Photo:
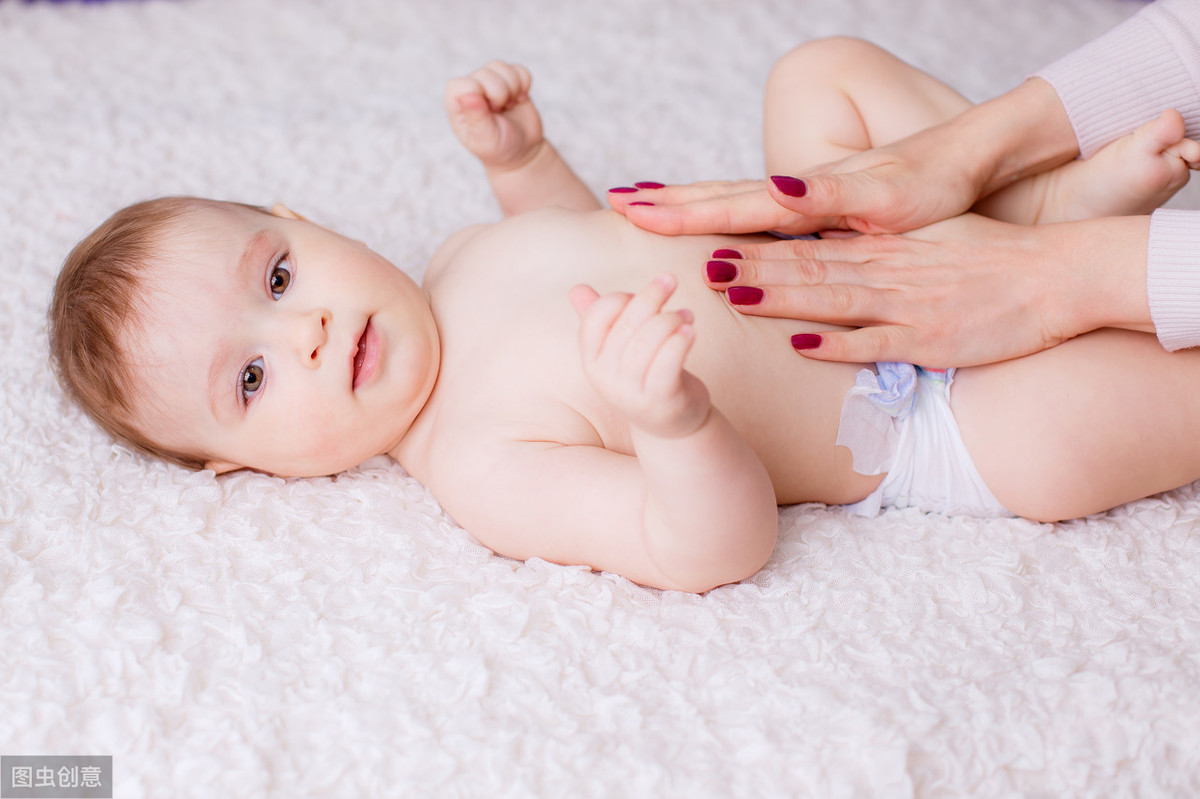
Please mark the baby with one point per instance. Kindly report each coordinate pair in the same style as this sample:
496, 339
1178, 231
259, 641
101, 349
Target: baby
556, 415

********

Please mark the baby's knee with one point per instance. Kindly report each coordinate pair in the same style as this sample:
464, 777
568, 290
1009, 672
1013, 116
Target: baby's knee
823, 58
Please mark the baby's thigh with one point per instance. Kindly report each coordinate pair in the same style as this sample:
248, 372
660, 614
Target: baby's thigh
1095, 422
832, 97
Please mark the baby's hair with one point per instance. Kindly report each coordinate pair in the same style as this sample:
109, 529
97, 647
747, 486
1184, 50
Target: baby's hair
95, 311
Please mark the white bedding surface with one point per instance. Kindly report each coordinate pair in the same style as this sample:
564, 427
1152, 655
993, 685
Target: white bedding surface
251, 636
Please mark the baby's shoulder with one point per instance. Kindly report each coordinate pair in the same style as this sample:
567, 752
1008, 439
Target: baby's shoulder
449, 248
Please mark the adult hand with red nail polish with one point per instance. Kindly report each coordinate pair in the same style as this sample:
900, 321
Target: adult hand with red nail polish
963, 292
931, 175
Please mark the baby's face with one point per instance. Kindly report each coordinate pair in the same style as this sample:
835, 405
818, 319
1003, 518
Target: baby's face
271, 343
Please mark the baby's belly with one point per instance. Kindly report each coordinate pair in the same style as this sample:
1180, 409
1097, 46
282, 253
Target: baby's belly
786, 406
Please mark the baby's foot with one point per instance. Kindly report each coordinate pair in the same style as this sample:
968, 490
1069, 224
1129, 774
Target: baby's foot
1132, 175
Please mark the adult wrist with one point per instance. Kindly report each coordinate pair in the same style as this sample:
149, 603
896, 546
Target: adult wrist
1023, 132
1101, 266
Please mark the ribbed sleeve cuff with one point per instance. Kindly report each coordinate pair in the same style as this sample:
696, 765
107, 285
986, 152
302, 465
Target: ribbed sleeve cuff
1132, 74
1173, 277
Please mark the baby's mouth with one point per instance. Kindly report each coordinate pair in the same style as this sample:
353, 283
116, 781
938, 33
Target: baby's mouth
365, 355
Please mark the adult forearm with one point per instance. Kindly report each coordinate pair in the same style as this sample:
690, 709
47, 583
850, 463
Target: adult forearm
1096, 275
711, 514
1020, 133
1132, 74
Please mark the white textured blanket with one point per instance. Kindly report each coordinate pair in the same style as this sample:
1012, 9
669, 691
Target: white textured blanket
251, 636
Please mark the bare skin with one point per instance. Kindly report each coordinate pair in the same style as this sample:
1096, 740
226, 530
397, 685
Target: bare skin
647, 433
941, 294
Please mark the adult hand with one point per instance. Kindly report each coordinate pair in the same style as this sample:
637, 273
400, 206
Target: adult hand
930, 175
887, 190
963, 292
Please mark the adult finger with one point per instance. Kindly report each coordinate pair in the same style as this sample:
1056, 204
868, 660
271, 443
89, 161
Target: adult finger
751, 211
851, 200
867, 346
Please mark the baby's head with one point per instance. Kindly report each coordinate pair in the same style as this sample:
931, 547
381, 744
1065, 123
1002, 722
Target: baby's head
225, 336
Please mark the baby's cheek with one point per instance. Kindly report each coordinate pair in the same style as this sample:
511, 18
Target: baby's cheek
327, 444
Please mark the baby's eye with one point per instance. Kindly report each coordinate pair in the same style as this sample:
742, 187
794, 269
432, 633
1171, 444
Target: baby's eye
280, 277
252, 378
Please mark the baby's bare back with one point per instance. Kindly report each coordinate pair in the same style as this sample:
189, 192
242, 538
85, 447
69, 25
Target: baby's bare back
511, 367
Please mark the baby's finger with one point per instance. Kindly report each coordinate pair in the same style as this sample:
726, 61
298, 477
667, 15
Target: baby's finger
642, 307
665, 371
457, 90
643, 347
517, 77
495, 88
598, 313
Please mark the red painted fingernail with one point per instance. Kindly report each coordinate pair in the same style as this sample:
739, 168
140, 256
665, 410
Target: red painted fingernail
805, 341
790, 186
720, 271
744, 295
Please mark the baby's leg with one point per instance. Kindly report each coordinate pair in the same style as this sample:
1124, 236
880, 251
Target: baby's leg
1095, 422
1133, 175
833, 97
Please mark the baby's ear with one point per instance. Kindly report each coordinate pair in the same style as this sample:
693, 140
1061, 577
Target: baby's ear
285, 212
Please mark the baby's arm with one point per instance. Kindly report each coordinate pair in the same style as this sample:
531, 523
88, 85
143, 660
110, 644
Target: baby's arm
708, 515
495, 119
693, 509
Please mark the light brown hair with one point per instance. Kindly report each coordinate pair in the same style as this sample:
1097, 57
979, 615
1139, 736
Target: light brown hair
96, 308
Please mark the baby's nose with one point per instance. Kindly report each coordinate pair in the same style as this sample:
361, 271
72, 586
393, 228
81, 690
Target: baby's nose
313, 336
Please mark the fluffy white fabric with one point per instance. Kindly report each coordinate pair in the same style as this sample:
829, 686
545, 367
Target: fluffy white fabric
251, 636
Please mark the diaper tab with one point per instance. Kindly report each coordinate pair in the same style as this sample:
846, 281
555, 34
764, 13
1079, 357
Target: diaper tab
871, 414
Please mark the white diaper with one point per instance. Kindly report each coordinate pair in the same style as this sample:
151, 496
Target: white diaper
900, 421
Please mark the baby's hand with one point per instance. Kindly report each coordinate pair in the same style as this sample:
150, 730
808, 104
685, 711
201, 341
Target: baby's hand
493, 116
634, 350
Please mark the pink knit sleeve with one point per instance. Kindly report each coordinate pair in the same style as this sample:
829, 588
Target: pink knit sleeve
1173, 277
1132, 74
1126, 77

********

→ **PROBLEM**:
Pick out every line in the records that contains the word "white" and copy each one.

→ **EXERCISE ANSWER**:
Please mark the white bedding surface with one point per instance. Kindly report each coordinate pair in the same style as this sample:
Target: white bedding surface
Please mark the white textured blanket with one point per instance. Kindly report each coordinate pair in the same style as this sample:
Target: white textured blanket
Please mark the fluffy white fabric with one point per instance. Kindly report each coordinate pair in the same style as this sample:
Target: fluffy white fabric
Please mark the white diaper with one point per instance. Kindly report each coordinate pair in the same style as this sample:
Target: white diaper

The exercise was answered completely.